##### Exercise inputs

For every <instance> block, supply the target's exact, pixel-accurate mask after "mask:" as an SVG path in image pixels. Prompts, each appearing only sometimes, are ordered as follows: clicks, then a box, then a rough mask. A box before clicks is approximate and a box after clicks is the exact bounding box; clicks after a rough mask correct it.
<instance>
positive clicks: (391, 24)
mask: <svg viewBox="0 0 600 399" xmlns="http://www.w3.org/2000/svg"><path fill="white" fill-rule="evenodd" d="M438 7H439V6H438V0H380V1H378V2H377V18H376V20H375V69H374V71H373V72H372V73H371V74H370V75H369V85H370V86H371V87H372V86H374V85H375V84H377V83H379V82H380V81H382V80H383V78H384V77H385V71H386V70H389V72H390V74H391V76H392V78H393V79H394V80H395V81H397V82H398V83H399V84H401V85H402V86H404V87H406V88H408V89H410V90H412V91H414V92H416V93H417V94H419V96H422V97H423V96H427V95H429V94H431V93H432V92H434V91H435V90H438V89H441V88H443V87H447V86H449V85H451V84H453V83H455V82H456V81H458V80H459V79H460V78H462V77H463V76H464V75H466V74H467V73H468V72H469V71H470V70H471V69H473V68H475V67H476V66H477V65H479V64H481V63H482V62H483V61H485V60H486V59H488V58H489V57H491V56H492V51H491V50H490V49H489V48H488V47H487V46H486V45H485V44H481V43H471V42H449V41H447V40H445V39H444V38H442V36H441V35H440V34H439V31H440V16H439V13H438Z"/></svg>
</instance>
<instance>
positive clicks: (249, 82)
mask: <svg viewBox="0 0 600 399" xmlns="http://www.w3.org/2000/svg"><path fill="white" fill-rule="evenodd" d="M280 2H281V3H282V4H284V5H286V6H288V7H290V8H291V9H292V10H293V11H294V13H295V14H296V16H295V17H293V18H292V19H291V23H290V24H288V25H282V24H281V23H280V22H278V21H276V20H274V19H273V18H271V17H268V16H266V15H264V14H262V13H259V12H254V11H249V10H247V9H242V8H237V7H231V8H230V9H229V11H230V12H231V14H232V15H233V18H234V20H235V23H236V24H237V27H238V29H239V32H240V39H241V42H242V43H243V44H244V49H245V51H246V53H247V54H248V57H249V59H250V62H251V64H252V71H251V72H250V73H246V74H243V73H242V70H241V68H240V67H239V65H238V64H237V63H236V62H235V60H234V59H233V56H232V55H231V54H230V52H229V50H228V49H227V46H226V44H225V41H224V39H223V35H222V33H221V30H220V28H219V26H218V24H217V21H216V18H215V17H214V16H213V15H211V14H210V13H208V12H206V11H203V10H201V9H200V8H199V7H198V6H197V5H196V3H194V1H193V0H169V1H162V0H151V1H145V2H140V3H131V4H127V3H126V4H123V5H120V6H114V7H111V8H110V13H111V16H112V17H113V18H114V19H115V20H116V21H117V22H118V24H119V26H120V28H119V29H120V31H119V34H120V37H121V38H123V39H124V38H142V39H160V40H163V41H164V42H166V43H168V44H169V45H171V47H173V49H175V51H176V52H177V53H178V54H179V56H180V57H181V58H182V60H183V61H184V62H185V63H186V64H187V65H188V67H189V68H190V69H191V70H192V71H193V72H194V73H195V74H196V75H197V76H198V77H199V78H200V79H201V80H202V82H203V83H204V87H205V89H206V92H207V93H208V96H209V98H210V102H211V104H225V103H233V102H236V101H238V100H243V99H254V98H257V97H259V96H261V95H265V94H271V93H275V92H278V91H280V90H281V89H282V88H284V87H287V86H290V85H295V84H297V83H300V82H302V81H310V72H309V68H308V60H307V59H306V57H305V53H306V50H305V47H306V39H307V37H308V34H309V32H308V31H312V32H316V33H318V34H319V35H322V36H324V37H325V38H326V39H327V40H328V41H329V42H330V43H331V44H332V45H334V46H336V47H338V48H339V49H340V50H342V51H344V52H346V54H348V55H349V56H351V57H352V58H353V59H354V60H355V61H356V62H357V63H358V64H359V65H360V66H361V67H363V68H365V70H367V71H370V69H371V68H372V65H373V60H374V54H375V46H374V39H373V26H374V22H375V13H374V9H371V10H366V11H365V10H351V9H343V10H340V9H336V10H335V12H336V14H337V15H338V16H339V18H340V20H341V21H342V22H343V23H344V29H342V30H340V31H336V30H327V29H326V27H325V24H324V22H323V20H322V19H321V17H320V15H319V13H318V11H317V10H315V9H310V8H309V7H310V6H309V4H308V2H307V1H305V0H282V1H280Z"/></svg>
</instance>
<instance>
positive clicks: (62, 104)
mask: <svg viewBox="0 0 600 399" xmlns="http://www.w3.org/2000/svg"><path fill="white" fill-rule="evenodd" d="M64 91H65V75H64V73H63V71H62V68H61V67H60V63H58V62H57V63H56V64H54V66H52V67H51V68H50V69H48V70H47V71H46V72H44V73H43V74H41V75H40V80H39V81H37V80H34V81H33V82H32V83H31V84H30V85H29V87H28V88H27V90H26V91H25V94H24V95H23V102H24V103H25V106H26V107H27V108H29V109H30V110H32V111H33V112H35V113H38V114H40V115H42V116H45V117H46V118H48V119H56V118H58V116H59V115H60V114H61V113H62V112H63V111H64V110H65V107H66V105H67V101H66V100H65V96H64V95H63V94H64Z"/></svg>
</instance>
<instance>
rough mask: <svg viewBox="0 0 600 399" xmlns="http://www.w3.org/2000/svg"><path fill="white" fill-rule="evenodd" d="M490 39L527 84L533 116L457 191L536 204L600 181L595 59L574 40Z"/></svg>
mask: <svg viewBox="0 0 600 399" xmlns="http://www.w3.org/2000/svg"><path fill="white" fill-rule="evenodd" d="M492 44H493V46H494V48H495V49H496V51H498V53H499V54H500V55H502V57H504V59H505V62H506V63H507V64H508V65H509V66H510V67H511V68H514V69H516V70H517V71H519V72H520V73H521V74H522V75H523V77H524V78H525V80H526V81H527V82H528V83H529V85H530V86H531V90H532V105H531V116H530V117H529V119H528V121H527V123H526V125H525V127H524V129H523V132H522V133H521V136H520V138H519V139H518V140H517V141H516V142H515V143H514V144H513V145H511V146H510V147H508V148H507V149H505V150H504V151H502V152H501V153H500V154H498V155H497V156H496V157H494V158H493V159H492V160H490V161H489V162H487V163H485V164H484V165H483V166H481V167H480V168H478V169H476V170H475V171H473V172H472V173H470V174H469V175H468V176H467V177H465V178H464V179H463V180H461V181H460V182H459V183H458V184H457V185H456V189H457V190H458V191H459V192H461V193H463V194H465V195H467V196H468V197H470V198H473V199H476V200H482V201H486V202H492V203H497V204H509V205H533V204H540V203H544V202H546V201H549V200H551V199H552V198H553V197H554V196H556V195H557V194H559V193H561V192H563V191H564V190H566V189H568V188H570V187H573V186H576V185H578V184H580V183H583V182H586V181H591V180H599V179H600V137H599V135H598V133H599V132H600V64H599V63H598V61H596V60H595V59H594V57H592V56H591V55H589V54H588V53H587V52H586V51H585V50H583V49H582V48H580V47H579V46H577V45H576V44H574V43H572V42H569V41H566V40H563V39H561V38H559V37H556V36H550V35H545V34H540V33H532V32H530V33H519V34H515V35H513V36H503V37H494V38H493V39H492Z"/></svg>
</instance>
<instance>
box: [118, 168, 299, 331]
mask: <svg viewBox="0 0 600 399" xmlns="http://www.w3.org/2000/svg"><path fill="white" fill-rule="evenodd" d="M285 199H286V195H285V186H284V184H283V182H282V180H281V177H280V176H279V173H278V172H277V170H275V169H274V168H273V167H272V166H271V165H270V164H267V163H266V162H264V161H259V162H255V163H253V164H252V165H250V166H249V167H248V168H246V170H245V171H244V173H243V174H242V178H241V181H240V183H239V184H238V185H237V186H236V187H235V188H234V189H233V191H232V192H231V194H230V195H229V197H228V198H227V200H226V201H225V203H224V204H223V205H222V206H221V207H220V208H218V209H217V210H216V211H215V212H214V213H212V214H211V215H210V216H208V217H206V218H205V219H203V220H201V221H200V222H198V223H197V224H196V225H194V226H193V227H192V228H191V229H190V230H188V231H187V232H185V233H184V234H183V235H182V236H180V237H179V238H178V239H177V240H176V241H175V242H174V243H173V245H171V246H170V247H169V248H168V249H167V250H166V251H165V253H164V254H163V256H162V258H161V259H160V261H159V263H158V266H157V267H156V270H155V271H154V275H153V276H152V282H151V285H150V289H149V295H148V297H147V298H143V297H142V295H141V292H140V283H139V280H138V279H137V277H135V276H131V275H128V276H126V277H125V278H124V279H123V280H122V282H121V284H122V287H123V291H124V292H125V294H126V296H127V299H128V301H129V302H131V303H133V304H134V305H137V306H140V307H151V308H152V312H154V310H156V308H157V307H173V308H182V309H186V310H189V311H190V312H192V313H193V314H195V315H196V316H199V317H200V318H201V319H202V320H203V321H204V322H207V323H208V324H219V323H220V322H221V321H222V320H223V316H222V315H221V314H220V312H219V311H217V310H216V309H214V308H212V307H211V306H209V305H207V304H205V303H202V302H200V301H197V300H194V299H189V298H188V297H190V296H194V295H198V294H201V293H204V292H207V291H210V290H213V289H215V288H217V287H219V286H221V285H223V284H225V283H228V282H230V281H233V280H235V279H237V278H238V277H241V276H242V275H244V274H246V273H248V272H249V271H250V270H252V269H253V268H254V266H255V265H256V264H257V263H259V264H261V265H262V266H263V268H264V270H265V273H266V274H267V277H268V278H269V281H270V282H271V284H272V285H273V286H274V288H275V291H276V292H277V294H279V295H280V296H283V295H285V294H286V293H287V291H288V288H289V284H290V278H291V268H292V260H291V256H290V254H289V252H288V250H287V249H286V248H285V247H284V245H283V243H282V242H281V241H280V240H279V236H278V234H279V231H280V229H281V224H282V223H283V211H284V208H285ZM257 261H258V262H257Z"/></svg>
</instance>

##########

## Exercise requirements
Reproduce the listing verbatim, from its beginning up to and including the line that contains "positive clicks: (391, 24)".

## Task result
For every <instance> block, supply the target's exact, pixel-accurate mask after "mask:" as an SVG path in image pixels. Prompts, each appearing only sometimes, are ordered as follows: clicks, then a box, then a rough mask. A box before clicks is approximate and a box after clicks is the exact bounding box; clicks after a rough mask correct it.
<instance>
positive clicks: (391, 24)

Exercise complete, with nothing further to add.